Image-grounded pointing data:
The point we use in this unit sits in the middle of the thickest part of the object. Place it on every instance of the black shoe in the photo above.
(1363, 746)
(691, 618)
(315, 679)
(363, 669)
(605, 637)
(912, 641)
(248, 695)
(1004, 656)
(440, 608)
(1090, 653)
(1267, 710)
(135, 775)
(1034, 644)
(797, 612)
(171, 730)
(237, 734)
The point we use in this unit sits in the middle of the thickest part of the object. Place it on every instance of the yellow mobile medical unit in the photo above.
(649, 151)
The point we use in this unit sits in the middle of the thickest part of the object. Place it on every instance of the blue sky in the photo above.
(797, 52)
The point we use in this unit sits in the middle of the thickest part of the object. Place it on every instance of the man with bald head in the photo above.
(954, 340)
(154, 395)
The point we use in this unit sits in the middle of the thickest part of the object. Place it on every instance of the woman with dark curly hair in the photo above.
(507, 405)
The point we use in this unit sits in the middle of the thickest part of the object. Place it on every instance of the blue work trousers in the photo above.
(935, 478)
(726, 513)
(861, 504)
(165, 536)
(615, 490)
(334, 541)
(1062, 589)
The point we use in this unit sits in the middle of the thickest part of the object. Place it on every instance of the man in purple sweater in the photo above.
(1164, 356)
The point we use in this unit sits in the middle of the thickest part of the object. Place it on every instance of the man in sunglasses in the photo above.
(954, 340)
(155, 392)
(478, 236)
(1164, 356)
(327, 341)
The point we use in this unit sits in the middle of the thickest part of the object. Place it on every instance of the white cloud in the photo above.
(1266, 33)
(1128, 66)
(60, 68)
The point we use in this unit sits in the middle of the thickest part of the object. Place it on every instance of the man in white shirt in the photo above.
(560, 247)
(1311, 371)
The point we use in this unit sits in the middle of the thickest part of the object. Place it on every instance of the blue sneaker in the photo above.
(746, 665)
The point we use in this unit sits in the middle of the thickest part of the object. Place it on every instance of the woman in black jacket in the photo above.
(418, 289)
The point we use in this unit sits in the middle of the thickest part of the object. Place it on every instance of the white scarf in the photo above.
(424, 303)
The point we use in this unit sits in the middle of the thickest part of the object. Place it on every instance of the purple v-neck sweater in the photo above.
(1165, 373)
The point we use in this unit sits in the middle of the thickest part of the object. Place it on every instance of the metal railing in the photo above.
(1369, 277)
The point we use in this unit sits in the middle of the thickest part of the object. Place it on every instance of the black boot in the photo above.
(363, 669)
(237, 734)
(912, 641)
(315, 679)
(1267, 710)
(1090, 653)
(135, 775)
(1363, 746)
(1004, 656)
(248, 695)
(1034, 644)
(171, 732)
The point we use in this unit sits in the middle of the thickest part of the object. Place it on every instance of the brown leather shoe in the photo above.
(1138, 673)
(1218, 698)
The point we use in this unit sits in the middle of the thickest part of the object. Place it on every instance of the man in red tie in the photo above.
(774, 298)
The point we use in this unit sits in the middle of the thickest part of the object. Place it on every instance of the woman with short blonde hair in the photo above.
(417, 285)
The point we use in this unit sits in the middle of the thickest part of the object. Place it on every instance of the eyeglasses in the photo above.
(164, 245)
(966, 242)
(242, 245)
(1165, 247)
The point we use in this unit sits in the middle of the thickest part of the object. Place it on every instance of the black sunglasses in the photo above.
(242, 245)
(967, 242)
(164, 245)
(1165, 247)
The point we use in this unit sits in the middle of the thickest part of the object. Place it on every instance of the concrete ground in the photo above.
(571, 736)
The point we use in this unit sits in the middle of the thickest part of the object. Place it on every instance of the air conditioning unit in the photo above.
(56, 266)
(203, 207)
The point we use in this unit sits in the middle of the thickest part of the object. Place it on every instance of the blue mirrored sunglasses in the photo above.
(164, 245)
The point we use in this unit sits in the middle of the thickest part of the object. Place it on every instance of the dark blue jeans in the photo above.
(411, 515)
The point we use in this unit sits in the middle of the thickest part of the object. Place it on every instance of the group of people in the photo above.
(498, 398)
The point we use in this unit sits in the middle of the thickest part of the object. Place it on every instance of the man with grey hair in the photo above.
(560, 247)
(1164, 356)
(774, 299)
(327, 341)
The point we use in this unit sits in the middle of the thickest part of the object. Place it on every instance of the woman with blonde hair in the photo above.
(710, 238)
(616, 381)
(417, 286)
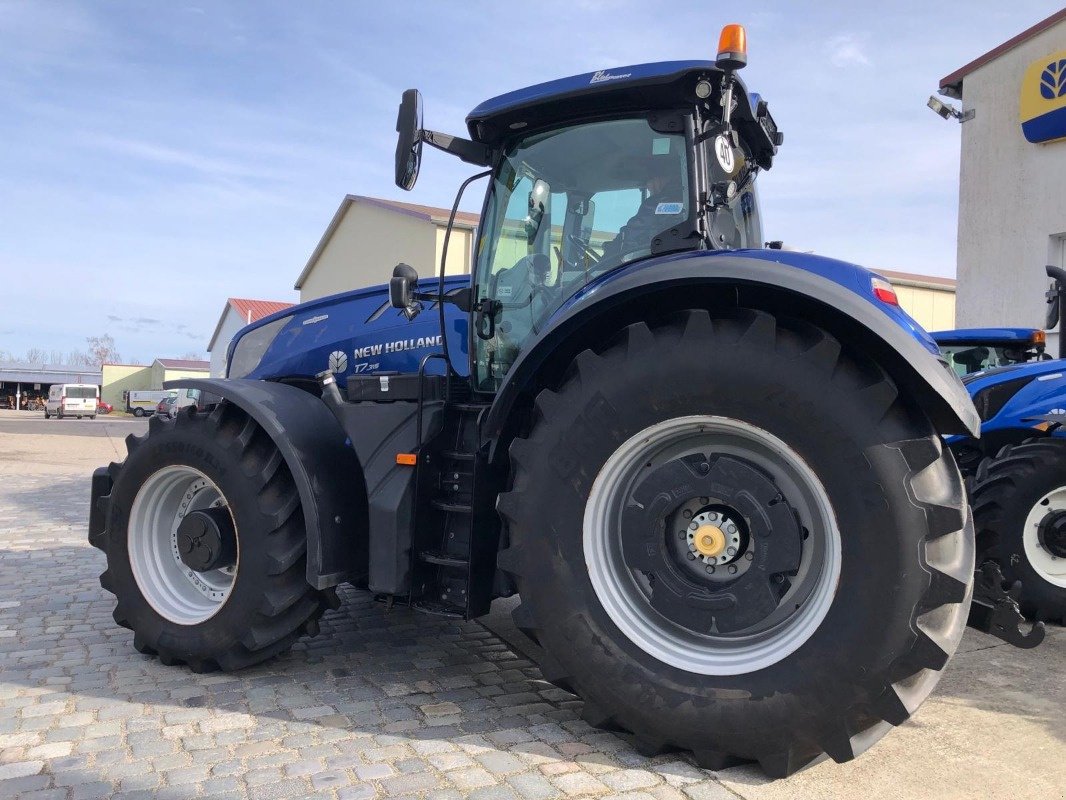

# Task instructions
Leaving every picture out, output the data exactly as it stands.

# Output
The point we use in this unit sits in the middle of the thickest part of the object. Place it on every instance of the black shoe in the photo above.
(1363, 746)
(691, 618)
(315, 679)
(363, 669)
(605, 637)
(912, 641)
(248, 695)
(1004, 656)
(440, 608)
(1090, 653)
(1267, 710)
(135, 775)
(1034, 644)
(797, 612)
(171, 730)
(237, 734)
The point we use in this unit sits in the middle of the thickest part of the object. Place it on every instance of the yellow mobile medical unit in the photo above.
(649, 151)
The point we use in this unit sits in the middle of the thickest part of the object. Place it on every instance of the blue sky in the photo above.
(797, 52)
The point we use in this unit sits in the middle of the thickest part of the object. Place it on every instance of the man with bald head in the photo above.
(954, 340)
(154, 395)
The point we use in this unit sits in the middle of the thickest part of the object. Place it on every instance of the woman with dark curly hair in the photo above.
(507, 405)
The point we use in this unit sits in the middle of the thickest part of the object. Place it on every instance of the blue work trousers in the photo above.
(935, 478)
(726, 513)
(861, 504)
(165, 536)
(615, 490)
(334, 541)
(1062, 589)
The point we use in this unit sits in the middle of the thickest part of the object. Place it on every instance of the man in purple sweater in the photo above.
(1164, 356)
The point we use in this unit sits in the middle of the thickest part of the object. Place it on every instance of the man in sunglasses in the photo above.
(954, 340)
(155, 392)
(478, 236)
(1164, 356)
(327, 341)
The point we use in this unit sits in the middle of the thickest part of the object. Place it on every instance of the white cloud in the photo above.
(1266, 33)
(1128, 66)
(60, 68)
The point we use in this unit sits in the middle of the thickest part of the object. Place it on every instance of the man in white shirt in the photo above.
(560, 247)
(1311, 371)
The point we use in this unit sits in the middle of the thickest part of the object. Place it on every instance of the blue sneaker in the photo above.
(746, 665)
The point we use in this unit sits in the middle of the thickest part of the object. Place it on every instance of the woman in black jacket in the photo above.
(418, 289)
The point we use in this unit sits in the middle of the thickest part of the object. Place it on every instance of the white scarf in the photo above.
(424, 303)
The point we use in this unit sits in the middle of the thickest part of the object. Place it on every instance of the purple v-neck sweater in the photo above.
(1165, 373)
The point we use in this unit sits in the middle of the thickest part of the object. Place it on every instance of the metal railing in the photo above.
(1369, 277)
The point we use in this unit sits in the middle of the thickest part of the object. Place it on every instance of the black boot in the photo above.
(363, 669)
(237, 734)
(912, 641)
(315, 679)
(1267, 710)
(1090, 653)
(135, 775)
(1363, 746)
(1004, 656)
(248, 695)
(1034, 644)
(171, 732)
The point we use in this unit sits in the middle of the thickest part of the object. Place it on every instance of the brown leather shoe in the photo above.
(1138, 673)
(1218, 698)
The point we use in this unit sits in the middle of the thickest part of the object. Place it on every instance of the man in red tie in the photo above.
(774, 298)
The point we use in this unit sits in the middle of the thickest part of the object. Place it on every instance of the woman with short blonde hair in the photo above.
(417, 285)
The point we use in this unit sits in the middle of the thickest part of the object. Place it on every instance of the eyeglasses in the photo above.
(164, 245)
(966, 242)
(242, 245)
(1165, 247)
The point we use in this unit sits in the middle of the thickest part of the object. Place it on every instance of the black sunglasses in the photo above.
(242, 245)
(967, 242)
(164, 245)
(1165, 247)
The point we use in this unit sits in the middle of the thickest part of the object. Place it on every instance of the concrete ground in the photo above.
(571, 736)
The point we use in this unit sits in the middle of the thickest part of the object. Place it on every instance of the air conditioning unit in the photo above.
(56, 266)
(203, 207)
The point we use in this unit sits in the middle of the thickest part of the object. Place it on every instance of the blue mirrored sunglasses in the photo above.
(164, 245)
The point we use in this unit sits in the middle of the thickest part of the object. Place it on every instance of the dark blue jeans in the photo above.
(411, 515)
The point we use in this unit sits in the middle of the thickest part of the object. Place it on every instance of the group of people in the photo above.
(498, 398)
The point we use in this unit sits in the middle of the thickest part of the object. Place it on every instance of the man with grey hair in the photo above.
(560, 247)
(1164, 356)
(774, 299)
(327, 341)
The point we use in this unit sits in the middle of the thickest part of the object. Place it on every instance of the woman with blonde hair in the photo above.
(710, 238)
(616, 381)
(417, 286)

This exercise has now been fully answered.